:: Activity ::
For this exercise, copy out each line of the material below that includes "vertex".

:: Source data ::
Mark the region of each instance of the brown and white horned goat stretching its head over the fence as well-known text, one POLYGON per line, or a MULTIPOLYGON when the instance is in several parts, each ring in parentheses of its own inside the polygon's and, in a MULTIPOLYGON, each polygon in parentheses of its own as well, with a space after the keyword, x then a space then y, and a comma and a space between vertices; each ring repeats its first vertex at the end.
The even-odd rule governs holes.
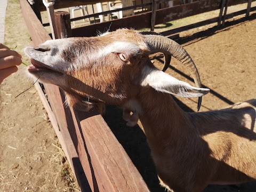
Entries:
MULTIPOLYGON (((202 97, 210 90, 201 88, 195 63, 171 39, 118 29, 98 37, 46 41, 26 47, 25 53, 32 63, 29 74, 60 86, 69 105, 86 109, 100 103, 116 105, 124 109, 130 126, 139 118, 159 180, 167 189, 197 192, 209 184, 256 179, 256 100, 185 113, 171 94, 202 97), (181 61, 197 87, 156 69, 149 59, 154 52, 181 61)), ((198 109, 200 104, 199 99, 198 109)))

==

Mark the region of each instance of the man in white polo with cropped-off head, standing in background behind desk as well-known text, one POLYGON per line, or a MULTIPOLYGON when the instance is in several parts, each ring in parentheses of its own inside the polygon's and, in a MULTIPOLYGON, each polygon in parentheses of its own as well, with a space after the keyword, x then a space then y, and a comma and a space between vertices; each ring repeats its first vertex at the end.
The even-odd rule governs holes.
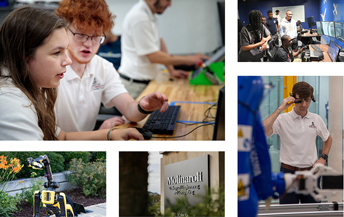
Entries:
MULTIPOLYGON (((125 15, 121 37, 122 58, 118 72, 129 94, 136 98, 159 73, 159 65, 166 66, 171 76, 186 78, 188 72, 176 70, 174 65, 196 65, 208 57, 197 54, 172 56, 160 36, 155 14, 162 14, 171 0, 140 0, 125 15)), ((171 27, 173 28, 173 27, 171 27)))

:: Written answer ::
Mark the region of each instance of the brown and white horned goat stretching its head over the fence as well-known text, one POLYGON per line, or a MULTIPOLYGON when the instance is in several parts, each ring in parentheses of its own inside the polygon's and, in a MULTIPOLYGON, each polygon in parentheses of its own as well, with a space after the keyword, x then a space then y, and a comma and a space between vertices; each ring repeats its first vertex at the end.
Mark the region of each instance of the man in white polo with cropped-off head, standing in background behind desk as well-known text, one POLYGON per line, or a MULTIPOLYGON when the instance is in several parts, each ring in parentheses of its own inside the polygon's and, in a MULTIPOLYGON, each polygon in parentheses of its own as well, with a space after the keyword, x then a space then y, and a comma and a space between vertices; each ring repeats its first vertex at the end.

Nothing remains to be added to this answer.